Location labeling records
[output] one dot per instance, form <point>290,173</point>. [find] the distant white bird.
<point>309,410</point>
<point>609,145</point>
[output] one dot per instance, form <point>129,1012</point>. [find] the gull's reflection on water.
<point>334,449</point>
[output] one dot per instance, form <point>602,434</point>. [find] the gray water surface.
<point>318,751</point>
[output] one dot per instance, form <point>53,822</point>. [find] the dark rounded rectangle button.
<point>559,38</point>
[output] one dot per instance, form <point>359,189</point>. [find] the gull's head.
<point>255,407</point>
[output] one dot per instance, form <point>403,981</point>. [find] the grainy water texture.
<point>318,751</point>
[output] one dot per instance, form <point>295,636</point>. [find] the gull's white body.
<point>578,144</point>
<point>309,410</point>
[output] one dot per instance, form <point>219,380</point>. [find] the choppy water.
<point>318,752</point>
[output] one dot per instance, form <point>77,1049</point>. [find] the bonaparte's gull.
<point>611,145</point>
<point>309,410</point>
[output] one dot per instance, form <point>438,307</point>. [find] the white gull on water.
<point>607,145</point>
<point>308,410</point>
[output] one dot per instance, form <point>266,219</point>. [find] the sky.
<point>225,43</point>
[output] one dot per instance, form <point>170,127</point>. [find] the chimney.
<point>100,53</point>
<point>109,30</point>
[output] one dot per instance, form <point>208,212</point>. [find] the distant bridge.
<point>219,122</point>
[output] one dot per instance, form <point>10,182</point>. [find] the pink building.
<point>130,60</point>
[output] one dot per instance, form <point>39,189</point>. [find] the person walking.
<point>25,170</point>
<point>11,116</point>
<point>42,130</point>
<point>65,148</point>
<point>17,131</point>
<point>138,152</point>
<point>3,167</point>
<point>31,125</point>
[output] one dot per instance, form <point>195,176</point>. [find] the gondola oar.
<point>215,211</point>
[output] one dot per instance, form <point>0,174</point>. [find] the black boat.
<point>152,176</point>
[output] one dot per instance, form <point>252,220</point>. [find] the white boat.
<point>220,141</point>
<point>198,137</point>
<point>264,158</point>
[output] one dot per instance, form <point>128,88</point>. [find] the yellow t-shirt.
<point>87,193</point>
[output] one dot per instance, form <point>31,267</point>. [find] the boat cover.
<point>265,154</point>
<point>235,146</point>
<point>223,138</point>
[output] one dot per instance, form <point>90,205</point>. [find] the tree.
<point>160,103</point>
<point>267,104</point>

• [EXERCISE REQUIREMENTS] Please turn the lines starting at the one containing "[output] one dot per instance, form <point>10,182</point>." and ending at the one containing "<point>130,60</point>" into a Markdown table with a Row column for the line number and a Line column for the line itself, leaving out blank lines.

• [RESULT OF THE TASK]
| Row | Line |
|---|---|
| 1 | [output] one dot per instance, form <point>10,182</point>. [find] the pink building. |
| 2 | <point>130,60</point> |